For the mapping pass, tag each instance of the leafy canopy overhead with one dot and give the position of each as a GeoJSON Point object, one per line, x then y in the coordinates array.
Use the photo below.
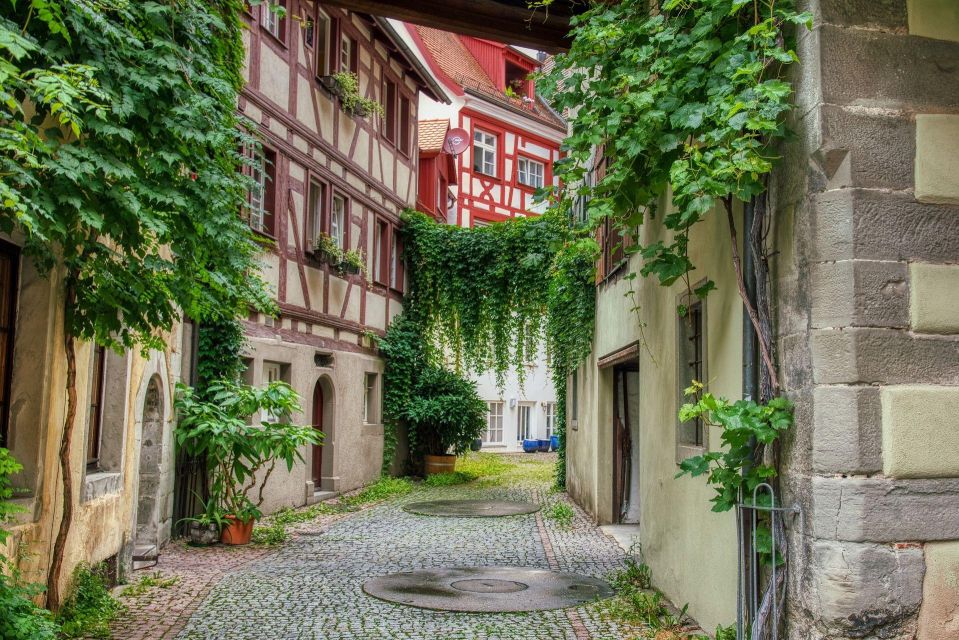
{"type": "Point", "coordinates": [686, 96]}
{"type": "Point", "coordinates": [119, 151]}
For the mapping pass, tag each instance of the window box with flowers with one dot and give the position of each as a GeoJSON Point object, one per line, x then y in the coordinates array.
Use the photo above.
{"type": "Point", "coordinates": [346, 87]}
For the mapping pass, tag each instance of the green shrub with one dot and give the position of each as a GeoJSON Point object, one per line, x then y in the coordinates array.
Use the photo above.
{"type": "Point", "coordinates": [561, 513]}
{"type": "Point", "coordinates": [89, 608]}
{"type": "Point", "coordinates": [382, 489]}
{"type": "Point", "coordinates": [445, 414]}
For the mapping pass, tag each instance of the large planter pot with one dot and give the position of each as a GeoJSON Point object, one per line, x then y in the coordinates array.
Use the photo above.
{"type": "Point", "coordinates": [202, 535]}
{"type": "Point", "coordinates": [237, 531]}
{"type": "Point", "coordinates": [439, 464]}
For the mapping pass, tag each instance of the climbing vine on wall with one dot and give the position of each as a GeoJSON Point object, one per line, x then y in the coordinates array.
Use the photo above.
{"type": "Point", "coordinates": [488, 299]}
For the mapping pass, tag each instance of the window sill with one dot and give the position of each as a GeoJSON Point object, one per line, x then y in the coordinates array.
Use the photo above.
{"type": "Point", "coordinates": [101, 484]}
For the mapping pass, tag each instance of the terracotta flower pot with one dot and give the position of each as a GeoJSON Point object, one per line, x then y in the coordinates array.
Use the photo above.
{"type": "Point", "coordinates": [439, 464]}
{"type": "Point", "coordinates": [237, 531]}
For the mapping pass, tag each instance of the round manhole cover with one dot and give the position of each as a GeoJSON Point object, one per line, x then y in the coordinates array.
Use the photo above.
{"type": "Point", "coordinates": [471, 508]}
{"type": "Point", "coordinates": [488, 589]}
{"type": "Point", "coordinates": [489, 585]}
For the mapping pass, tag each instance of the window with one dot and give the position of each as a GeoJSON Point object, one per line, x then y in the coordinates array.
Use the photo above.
{"type": "Point", "coordinates": [338, 221]}
{"type": "Point", "coordinates": [494, 422]}
{"type": "Point", "coordinates": [389, 118]}
{"type": "Point", "coordinates": [381, 247]}
{"type": "Point", "coordinates": [309, 32]}
{"type": "Point", "coordinates": [406, 125]}
{"type": "Point", "coordinates": [484, 153]}
{"type": "Point", "coordinates": [347, 53]}
{"type": "Point", "coordinates": [523, 421]}
{"type": "Point", "coordinates": [9, 269]}
{"type": "Point", "coordinates": [314, 215]}
{"type": "Point", "coordinates": [95, 420]}
{"type": "Point", "coordinates": [322, 44]}
{"type": "Point", "coordinates": [262, 197]}
{"type": "Point", "coordinates": [273, 372]}
{"type": "Point", "coordinates": [272, 20]}
{"type": "Point", "coordinates": [691, 365]}
{"type": "Point", "coordinates": [369, 399]}
{"type": "Point", "coordinates": [530, 172]}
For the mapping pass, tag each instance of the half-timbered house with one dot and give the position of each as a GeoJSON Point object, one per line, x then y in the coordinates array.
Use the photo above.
{"type": "Point", "coordinates": [514, 139]}
{"type": "Point", "coordinates": [324, 170]}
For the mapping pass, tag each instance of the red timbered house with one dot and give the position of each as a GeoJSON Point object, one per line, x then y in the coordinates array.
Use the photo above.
{"type": "Point", "coordinates": [326, 171]}
{"type": "Point", "coordinates": [514, 136]}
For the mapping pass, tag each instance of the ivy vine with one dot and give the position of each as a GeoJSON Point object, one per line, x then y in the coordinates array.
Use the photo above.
{"type": "Point", "coordinates": [489, 299]}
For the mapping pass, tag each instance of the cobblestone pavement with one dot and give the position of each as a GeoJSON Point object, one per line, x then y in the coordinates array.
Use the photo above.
{"type": "Point", "coordinates": [311, 587]}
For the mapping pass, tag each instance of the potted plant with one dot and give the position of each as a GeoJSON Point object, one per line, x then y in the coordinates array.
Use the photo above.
{"type": "Point", "coordinates": [240, 453]}
{"type": "Point", "coordinates": [444, 416]}
{"type": "Point", "coordinates": [204, 529]}
{"type": "Point", "coordinates": [346, 86]}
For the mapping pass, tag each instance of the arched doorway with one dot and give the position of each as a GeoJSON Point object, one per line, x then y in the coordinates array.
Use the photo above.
{"type": "Point", "coordinates": [322, 454]}
{"type": "Point", "coordinates": [318, 425]}
{"type": "Point", "coordinates": [147, 540]}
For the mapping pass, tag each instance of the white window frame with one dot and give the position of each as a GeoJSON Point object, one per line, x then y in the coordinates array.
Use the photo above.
{"type": "Point", "coordinates": [272, 21]}
{"type": "Point", "coordinates": [321, 42]}
{"type": "Point", "coordinates": [524, 432]}
{"type": "Point", "coordinates": [494, 422]}
{"type": "Point", "coordinates": [530, 173]}
{"type": "Point", "coordinates": [256, 208]}
{"type": "Point", "coordinates": [484, 152]}
{"type": "Point", "coordinates": [338, 220]}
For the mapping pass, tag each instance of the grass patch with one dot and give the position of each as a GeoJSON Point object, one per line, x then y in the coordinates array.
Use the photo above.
{"type": "Point", "coordinates": [270, 534]}
{"type": "Point", "coordinates": [382, 489]}
{"type": "Point", "coordinates": [561, 513]}
{"type": "Point", "coordinates": [146, 583]}
{"type": "Point", "coordinates": [89, 608]}
{"type": "Point", "coordinates": [448, 479]}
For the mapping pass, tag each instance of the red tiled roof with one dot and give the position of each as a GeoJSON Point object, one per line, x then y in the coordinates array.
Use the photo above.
{"type": "Point", "coordinates": [432, 134]}
{"type": "Point", "coordinates": [458, 64]}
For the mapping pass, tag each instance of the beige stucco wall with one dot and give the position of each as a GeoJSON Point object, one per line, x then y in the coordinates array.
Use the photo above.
{"type": "Point", "coordinates": [105, 504]}
{"type": "Point", "coordinates": [353, 450]}
{"type": "Point", "coordinates": [692, 551]}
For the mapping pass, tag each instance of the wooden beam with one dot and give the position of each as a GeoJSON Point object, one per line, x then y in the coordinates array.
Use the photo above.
{"type": "Point", "coordinates": [539, 29]}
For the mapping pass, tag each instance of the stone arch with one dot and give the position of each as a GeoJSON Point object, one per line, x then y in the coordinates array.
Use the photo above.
{"type": "Point", "coordinates": [149, 492]}
{"type": "Point", "coordinates": [323, 417]}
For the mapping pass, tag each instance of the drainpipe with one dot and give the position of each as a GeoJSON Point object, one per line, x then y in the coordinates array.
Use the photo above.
{"type": "Point", "coordinates": [750, 392]}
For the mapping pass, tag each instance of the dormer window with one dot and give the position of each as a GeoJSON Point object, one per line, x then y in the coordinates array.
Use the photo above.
{"type": "Point", "coordinates": [516, 80]}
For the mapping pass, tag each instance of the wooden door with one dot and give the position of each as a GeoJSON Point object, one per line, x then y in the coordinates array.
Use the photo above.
{"type": "Point", "coordinates": [318, 425]}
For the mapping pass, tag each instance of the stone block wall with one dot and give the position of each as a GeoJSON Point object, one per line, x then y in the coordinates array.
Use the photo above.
{"type": "Point", "coordinates": [867, 294]}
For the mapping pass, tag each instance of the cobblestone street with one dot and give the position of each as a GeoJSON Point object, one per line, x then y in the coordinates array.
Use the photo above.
{"type": "Point", "coordinates": [311, 586]}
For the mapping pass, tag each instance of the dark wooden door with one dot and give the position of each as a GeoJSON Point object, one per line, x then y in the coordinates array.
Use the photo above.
{"type": "Point", "coordinates": [318, 425]}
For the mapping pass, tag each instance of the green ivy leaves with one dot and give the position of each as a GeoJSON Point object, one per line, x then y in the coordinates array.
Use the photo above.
{"type": "Point", "coordinates": [685, 98]}
{"type": "Point", "coordinates": [731, 469]}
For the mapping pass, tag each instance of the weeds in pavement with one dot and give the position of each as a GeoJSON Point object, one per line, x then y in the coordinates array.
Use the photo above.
{"type": "Point", "coordinates": [146, 583]}
{"type": "Point", "coordinates": [89, 607]}
{"type": "Point", "coordinates": [561, 513]}
{"type": "Point", "coordinates": [382, 489]}
{"type": "Point", "coordinates": [270, 534]}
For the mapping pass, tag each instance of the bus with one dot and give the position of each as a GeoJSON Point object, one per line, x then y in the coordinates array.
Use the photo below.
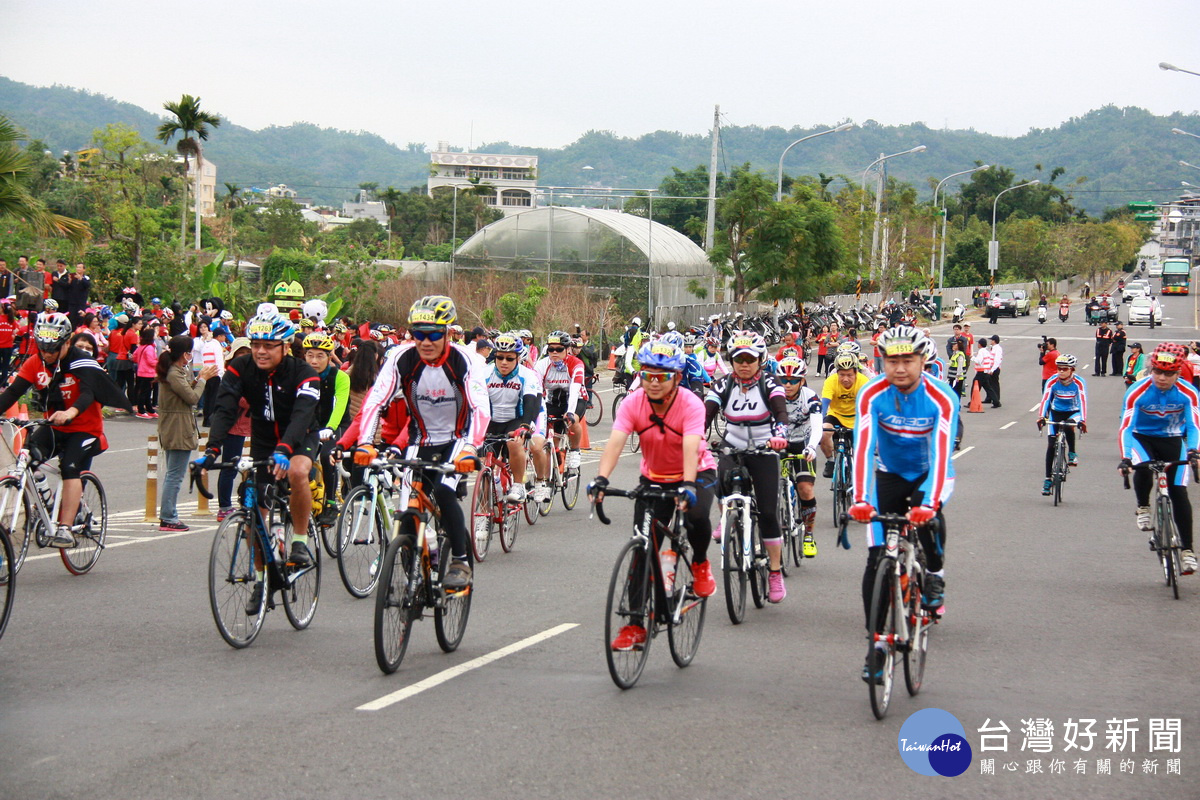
....
## YOUR TASK
Please locate each of the lines above that contains the word "house" and copy those lines in full.

## WRITTEN RESPONSE
For the mapping pass, tag each instance of the half-timbered house with one dot and give the position of each as a GeoJSON Point object, one per line, x then y in the coordinates array.
For the mapping pass, tag each instance of the red timbered house with one dot and give the position of each as a GeoJSON Point object, one per line, x then y in the coordinates array.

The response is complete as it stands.